>> START

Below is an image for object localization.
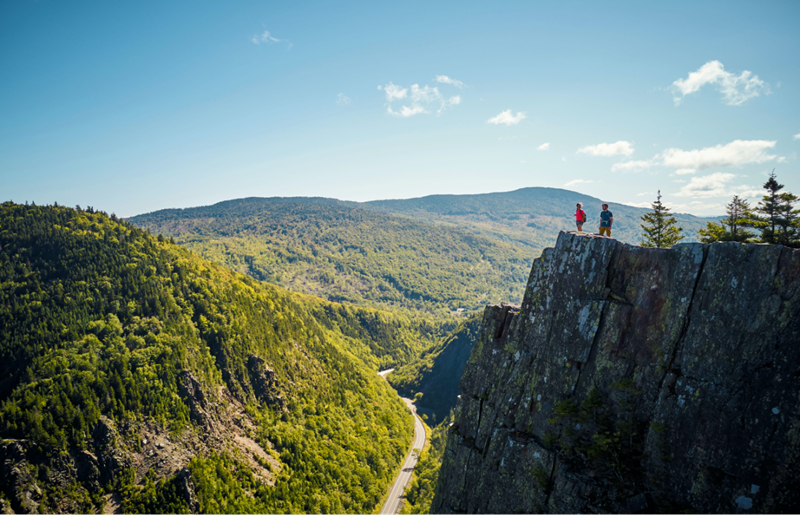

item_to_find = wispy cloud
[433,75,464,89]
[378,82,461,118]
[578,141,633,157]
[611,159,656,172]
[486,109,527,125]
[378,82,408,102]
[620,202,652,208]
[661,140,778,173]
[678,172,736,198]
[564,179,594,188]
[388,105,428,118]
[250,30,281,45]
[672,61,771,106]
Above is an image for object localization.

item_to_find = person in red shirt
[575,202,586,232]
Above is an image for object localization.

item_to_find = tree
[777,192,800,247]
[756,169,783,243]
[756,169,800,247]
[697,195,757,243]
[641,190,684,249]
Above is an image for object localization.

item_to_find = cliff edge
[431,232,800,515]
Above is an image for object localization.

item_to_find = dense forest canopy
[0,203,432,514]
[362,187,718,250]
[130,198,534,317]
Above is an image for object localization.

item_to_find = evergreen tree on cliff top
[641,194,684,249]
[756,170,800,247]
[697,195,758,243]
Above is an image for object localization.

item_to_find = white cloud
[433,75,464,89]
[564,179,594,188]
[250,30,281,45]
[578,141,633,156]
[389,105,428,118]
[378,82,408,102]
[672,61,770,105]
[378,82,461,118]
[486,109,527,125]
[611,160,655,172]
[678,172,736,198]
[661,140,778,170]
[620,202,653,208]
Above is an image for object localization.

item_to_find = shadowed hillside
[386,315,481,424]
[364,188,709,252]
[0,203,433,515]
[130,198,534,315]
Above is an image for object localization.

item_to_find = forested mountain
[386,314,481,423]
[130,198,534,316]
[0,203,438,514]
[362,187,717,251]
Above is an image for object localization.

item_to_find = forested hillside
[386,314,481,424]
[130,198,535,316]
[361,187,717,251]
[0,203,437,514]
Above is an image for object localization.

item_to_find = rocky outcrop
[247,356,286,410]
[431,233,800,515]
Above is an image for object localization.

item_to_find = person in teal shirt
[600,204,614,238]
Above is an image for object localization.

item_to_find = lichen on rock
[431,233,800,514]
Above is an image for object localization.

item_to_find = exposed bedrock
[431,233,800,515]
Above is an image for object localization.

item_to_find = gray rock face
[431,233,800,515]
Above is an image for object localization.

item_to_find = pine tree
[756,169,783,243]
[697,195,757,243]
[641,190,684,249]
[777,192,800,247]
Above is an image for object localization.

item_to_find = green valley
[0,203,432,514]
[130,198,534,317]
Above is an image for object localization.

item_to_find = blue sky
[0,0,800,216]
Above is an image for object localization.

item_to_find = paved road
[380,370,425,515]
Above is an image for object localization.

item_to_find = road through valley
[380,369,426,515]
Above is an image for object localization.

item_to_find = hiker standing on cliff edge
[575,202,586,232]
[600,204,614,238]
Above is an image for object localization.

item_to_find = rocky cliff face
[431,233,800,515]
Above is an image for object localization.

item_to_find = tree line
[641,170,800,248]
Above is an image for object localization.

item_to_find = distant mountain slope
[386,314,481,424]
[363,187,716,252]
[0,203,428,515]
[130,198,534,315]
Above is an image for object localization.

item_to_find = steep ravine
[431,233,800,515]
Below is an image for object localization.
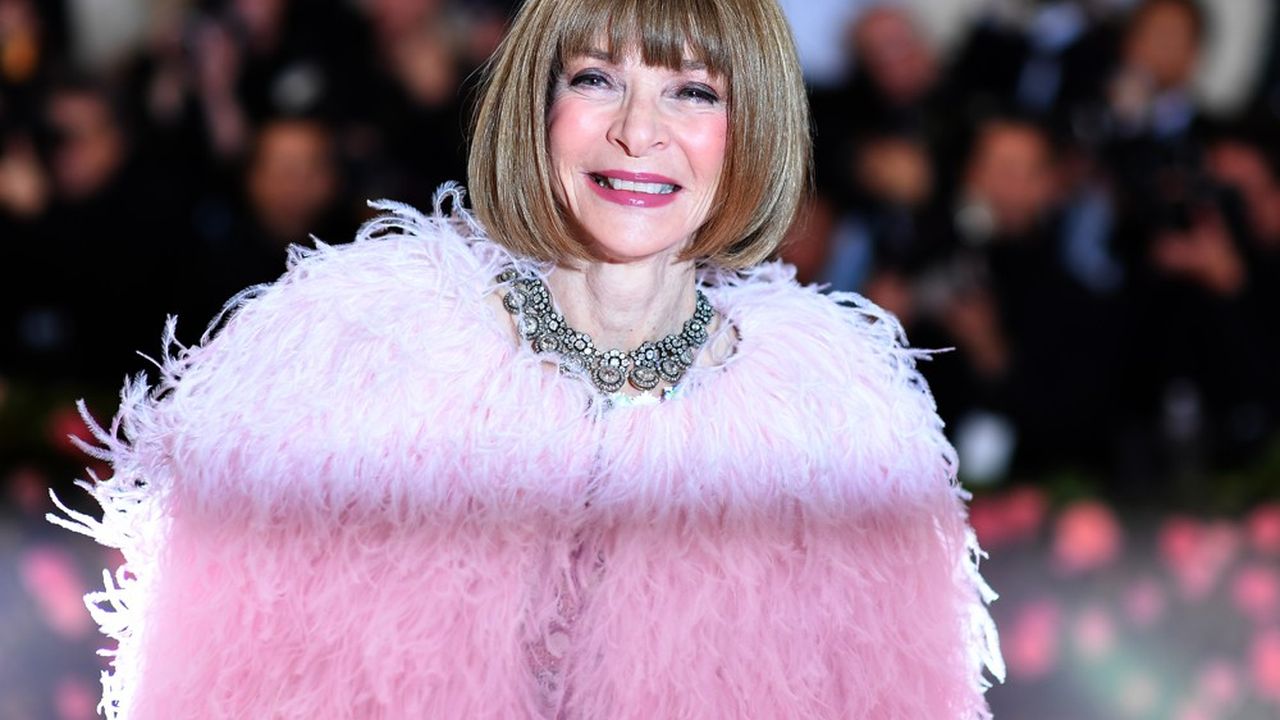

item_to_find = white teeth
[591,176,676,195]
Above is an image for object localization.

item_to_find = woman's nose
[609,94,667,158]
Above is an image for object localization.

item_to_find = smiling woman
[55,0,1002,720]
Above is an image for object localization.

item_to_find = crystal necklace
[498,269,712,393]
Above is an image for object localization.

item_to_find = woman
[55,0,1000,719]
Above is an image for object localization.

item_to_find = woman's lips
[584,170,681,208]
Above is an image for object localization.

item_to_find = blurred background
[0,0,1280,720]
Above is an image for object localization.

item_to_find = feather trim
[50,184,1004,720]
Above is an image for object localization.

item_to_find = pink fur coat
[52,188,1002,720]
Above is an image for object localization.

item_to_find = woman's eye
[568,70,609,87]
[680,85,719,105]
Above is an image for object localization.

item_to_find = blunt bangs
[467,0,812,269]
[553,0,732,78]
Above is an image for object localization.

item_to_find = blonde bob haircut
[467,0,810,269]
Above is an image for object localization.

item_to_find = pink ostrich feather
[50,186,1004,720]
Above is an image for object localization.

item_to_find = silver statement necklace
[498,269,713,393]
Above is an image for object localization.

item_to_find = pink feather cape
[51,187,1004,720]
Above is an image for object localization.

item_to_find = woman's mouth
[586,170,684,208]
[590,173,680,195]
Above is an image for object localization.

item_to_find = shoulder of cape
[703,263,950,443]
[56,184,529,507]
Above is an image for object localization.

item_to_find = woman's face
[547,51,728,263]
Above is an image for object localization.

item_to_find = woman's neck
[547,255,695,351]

>> END

> _Short task_
Reproduce all of the data above word for word, leaving out the pictures.

> _Answer to the problem_
Below is an image for object localization.

item_to_find = wispy cloud
[433,75,464,89]
[378,82,461,118]
[578,141,633,157]
[611,159,656,172]
[486,109,527,125]
[378,82,408,102]
[620,202,652,208]
[661,140,778,173]
[678,172,736,198]
[564,179,594,188]
[388,105,428,118]
[250,30,281,45]
[672,61,771,106]
Above is an image for object localization.

item_to_find = person in red shirt
[575,202,586,232]
Above is an image for object localization.

item_to_find = tree
[777,192,800,247]
[756,169,783,243]
[756,169,800,247]
[697,195,757,243]
[641,190,684,249]
Above is an image for object localization.

item_to_find = cliff edge
[431,232,800,515]
Above is an image for object localization.

item_to_find = dense forest canopy
[0,203,432,514]
[362,187,718,250]
[130,198,534,317]
Above is an image for object localization.

item_to_find = evergreen tree on cliff top
[641,194,684,249]
[756,170,800,247]
[697,195,758,243]
Above is an image for object localization.

item_to_find = white cloud
[433,75,464,89]
[564,179,594,188]
[250,30,281,45]
[578,141,633,156]
[389,105,428,118]
[378,82,408,102]
[672,61,770,105]
[378,82,461,118]
[486,109,527,125]
[611,160,655,172]
[678,172,736,198]
[661,140,778,170]
[620,202,653,208]
Above is an image for object localization.

item_to_find = shadowed hillside
[386,315,481,424]
[364,188,709,252]
[0,203,433,515]
[130,198,534,315]
Above is an image for object localization.

item_to_find = forested mountain
[386,314,481,423]
[130,198,534,316]
[0,203,438,514]
[362,187,717,251]
Above is an image for object localization.

item_to_find = forested hillside
[386,314,481,424]
[130,198,535,316]
[361,187,717,251]
[0,203,437,514]
Above is an image for object localization.

item_to_find = rocky outcrop
[247,356,286,410]
[431,233,800,515]
Above is an image for object localization.

item_to_find = person in teal shirt
[600,204,614,238]
Above is an image for object localization.

item_to_find = lichen on rock
[431,233,800,514]
Above is an image for object localization.

item_to_find = exposed bedrock
[431,233,800,515]
Above is an image for object localization.

item_to_find = gray rock face
[431,233,800,515]
Above is an image for object localization.

item_to_find = pine tree
[756,169,783,243]
[697,195,757,243]
[641,190,684,249]
[777,192,800,247]
Above is an image for object localization.

item_to_find = green valley
[0,203,432,514]
[130,198,534,317]
Above is an image for object localization.

item_to_find = blue sky
[0,0,800,216]
Above is an image for object localization.

item_to_find = paved road
[380,370,425,515]
Above is an image for object localization.

item_to_find = road through valley
[380,369,426,515]
Above is an image for object localization.

item_to_find = hiker standing on cliff edge
[575,202,586,232]
[600,204,614,238]
Above is an image for object localization.

item_to_find = rocky cliff face
[431,233,800,515]
Above is an image for object localization.

item_to_find = tree line
[641,170,800,248]
Above is an image for object localization.

item_to_find = distant mountain slope
[386,314,481,424]
[363,187,716,252]
[0,203,428,515]
[130,198,534,315]
Above is an image for object localization.

item_to_find = steep ravine
[431,233,800,515]
Below is an image for object localization.

item_to_find = white teeth
[591,176,676,195]
Above is an image for object localization.

item_to_find = woman's nose
[609,94,667,158]
Above is an image for object localization.

item_to_find = smiling woman
[55,0,1002,720]
Above is an image for object localization.

item_to_find = crystal necklace
[498,269,712,393]
Above is an image for object localization.

item_to_find = woman
[55,0,1000,719]
Above is an image for object localization.

item_to_find = woman's lips
[584,170,681,208]
Above is an image for object localization.

item_to_find = blurred background
[0,0,1280,720]
Above is an image for object localization.

item_to_find = feather trim
[50,184,1004,720]
Above is an image for object localization.

item_to_find = pink fur coat
[52,188,1002,720]
Above is an image for object localization.

item_to_find = woman's eye
[568,70,609,87]
[680,85,719,105]
Above is an image for object localization.

item_to_find = blunt bangs
[467,0,812,269]
[553,0,732,78]
Above is an image for object localization.

item_to_find = blonde bob haircut
[467,0,810,269]
Above is an image for object localization.

item_to_find = pink ostrich feather
[50,186,1004,720]
Above is an image for object localization.

item_to_find = silver statement necklace
[498,269,713,393]
Above is an image for object localization.

item_to_find = pink feather cape
[51,187,1004,720]
Above is an image for object localization.

item_to_find = woman's mouth
[586,170,684,208]
[590,173,680,195]
Above is an image for object localization.

item_to_find = shoulder of cape
[703,263,950,443]
[56,184,529,507]
Above is an image for object localization.

item_to_find = woman's face
[547,51,728,263]
Above is an image for object localization.

item_to_find = woman's neck
[547,255,695,351]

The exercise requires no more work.